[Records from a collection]

___

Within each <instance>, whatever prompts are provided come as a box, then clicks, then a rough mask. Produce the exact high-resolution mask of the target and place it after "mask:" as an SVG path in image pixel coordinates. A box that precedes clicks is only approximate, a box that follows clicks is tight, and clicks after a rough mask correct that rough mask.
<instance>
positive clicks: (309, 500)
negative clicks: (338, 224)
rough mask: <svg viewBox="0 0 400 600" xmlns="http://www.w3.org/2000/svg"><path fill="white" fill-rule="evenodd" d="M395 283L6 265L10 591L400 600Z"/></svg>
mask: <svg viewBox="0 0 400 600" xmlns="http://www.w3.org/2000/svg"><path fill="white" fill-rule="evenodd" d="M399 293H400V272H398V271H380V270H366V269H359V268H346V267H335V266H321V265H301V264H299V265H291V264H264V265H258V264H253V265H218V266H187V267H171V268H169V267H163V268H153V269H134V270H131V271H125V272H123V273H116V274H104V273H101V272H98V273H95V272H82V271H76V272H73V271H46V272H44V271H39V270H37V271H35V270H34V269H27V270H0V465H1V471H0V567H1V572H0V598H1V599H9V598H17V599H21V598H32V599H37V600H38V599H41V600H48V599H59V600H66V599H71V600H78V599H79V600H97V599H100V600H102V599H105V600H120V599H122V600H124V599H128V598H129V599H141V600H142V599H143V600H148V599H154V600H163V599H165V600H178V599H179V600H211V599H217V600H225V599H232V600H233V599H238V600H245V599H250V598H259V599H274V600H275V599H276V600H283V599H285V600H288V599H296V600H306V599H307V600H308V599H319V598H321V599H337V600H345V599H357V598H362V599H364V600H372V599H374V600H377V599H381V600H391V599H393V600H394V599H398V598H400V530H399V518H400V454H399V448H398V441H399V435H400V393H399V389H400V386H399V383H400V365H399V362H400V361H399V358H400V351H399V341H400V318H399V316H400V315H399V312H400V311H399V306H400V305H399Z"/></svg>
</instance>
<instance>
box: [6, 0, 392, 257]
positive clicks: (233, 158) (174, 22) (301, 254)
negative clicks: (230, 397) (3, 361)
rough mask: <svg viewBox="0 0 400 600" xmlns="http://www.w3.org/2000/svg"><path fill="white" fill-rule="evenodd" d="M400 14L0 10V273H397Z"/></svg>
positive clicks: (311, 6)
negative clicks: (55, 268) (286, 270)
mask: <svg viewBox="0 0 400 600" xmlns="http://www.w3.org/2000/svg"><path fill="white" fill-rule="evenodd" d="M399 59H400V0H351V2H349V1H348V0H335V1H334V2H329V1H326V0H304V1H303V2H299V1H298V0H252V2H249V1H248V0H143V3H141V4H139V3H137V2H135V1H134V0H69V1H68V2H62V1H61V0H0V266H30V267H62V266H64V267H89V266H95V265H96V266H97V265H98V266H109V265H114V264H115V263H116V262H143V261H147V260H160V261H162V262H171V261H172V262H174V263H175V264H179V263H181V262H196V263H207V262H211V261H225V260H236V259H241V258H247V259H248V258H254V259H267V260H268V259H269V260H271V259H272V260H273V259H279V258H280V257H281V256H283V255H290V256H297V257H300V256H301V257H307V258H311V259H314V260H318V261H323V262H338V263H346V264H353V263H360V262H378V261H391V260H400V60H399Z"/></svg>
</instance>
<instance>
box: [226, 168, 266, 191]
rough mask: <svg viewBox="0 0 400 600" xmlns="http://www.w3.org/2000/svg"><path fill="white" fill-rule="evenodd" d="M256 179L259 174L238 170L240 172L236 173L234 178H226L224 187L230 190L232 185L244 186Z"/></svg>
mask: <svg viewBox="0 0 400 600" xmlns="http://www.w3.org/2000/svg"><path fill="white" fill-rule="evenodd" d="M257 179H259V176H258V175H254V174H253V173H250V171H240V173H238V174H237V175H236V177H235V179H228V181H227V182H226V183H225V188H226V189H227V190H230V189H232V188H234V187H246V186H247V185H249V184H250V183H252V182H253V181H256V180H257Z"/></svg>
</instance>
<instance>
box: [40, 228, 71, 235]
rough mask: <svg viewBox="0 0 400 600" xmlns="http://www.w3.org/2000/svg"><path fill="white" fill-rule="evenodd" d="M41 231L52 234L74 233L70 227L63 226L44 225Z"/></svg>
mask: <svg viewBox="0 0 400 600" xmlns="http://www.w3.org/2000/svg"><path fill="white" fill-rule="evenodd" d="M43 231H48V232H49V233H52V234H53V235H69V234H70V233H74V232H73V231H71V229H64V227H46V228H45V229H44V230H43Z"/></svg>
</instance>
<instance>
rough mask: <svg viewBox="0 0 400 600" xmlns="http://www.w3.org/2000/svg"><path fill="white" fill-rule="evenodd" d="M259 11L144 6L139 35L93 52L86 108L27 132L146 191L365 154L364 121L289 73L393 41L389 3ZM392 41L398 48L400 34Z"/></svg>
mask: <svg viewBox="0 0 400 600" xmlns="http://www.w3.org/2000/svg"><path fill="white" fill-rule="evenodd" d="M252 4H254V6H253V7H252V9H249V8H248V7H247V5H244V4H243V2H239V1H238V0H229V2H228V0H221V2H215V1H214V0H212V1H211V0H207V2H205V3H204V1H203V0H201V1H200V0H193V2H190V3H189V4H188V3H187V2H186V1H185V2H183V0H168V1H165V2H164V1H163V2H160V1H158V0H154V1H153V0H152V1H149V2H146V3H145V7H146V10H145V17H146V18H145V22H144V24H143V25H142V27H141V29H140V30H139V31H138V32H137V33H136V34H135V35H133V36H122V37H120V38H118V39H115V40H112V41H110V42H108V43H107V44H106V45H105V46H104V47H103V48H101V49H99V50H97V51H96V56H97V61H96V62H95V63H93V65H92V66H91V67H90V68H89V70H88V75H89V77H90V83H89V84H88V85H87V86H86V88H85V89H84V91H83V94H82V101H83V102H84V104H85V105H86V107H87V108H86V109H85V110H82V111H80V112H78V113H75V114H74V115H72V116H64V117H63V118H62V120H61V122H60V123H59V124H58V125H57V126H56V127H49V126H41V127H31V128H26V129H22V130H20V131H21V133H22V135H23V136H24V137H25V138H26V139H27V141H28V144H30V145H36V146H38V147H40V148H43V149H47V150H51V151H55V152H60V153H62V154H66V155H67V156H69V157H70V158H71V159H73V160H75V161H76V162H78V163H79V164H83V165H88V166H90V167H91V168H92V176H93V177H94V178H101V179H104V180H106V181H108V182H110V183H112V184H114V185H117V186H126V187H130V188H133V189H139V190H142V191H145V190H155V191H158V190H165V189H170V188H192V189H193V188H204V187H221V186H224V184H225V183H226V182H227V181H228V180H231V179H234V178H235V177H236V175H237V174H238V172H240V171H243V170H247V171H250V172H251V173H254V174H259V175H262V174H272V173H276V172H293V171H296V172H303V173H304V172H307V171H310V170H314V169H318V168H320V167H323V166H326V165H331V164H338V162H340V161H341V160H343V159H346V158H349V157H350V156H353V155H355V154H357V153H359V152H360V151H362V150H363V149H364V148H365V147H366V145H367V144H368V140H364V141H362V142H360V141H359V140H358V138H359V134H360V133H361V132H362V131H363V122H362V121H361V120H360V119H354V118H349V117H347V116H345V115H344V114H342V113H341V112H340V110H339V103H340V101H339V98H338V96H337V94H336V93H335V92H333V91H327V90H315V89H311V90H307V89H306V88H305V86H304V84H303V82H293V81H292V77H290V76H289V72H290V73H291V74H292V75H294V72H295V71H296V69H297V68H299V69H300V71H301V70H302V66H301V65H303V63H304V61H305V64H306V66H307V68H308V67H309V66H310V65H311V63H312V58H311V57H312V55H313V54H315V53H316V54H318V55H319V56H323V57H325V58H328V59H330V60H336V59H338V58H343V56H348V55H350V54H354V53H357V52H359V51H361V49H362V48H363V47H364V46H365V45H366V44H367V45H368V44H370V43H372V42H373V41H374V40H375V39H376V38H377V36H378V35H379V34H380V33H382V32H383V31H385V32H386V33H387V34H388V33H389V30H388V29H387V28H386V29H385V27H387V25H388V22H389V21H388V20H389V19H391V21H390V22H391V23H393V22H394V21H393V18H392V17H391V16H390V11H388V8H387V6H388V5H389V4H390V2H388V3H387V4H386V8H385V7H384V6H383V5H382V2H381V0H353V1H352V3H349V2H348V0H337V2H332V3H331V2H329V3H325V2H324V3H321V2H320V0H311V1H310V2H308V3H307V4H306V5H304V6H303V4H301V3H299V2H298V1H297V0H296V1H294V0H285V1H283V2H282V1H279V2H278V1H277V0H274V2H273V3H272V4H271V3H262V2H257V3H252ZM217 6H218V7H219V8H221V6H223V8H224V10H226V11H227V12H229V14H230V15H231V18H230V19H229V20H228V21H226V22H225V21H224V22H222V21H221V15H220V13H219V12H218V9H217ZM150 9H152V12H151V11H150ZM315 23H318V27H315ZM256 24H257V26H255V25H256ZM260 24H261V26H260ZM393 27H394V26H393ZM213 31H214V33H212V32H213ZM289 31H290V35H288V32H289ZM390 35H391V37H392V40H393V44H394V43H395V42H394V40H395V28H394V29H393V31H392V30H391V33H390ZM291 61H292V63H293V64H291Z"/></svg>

___

#### How to complete this task
Count the lines above that contain "positive", and give only the number.

#### Answer to this task
3